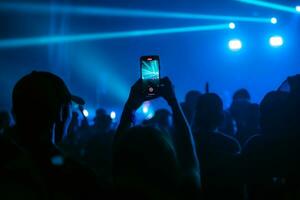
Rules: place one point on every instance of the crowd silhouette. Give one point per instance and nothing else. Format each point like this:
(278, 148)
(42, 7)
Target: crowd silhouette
(199, 150)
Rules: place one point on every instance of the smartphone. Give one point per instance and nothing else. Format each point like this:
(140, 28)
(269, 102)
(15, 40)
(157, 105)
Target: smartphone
(150, 74)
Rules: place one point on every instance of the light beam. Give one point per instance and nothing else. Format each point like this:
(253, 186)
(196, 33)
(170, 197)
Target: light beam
(270, 5)
(119, 12)
(46, 40)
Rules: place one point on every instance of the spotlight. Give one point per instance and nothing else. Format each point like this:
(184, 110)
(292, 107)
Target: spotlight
(46, 40)
(274, 20)
(276, 41)
(235, 44)
(232, 25)
(85, 112)
(113, 115)
(145, 109)
(150, 116)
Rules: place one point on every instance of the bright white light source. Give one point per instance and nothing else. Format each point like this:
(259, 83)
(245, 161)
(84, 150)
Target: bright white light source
(232, 25)
(85, 112)
(276, 41)
(235, 44)
(145, 109)
(113, 115)
(274, 20)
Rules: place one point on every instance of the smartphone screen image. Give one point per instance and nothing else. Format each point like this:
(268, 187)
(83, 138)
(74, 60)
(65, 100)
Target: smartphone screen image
(150, 74)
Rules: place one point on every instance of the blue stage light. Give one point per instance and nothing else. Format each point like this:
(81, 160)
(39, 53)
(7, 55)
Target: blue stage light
================
◆ WHAT THIS TASK INVOLVES:
Pictures aside, repeat each entry in full and without change.

◆ ANSWER SECTION:
Rules: place one point on every instance of the crowd silhouette. Give one point per instance and nothing else. Format each point like this:
(278, 148)
(42, 7)
Target: crowd silhouette
(199, 150)
Rules: place one point on every instance of the smartphone. Give one point per instance and nothing else. Format each point like this:
(140, 28)
(269, 102)
(15, 40)
(157, 105)
Target: smartphone
(150, 74)
Rules: place one point on every instance of the light beam. Give one point per instance and nothing else. Format each point like this:
(253, 186)
(196, 33)
(170, 197)
Target: light beam
(270, 5)
(119, 12)
(46, 40)
Rules: place one point on every instance of the spotlight. Give one point per instance and nothing else. Format each point like this:
(184, 110)
(292, 107)
Target: spotlight
(46, 40)
(274, 20)
(276, 41)
(235, 44)
(232, 25)
(85, 112)
(113, 115)
(145, 109)
(150, 116)
Rules: place one point on every instance of the bright white light source. Give one point per instance and nothing else. Format each point like this:
(259, 83)
(245, 161)
(84, 150)
Target: bright white light source
(232, 25)
(85, 112)
(276, 41)
(235, 44)
(145, 109)
(113, 115)
(274, 20)
Rules: place one point on every instance of the smartphone screen image. Give one point per instance and nothing else. Format each point like this:
(268, 187)
(83, 138)
(74, 60)
(65, 100)
Target: smartphone screen image
(150, 74)
Rules: place one point on every instance of the blue stage light. Give one point per instance and nothing else. Format each point like this:
(81, 160)
(39, 53)
(7, 55)
Target: blue stage light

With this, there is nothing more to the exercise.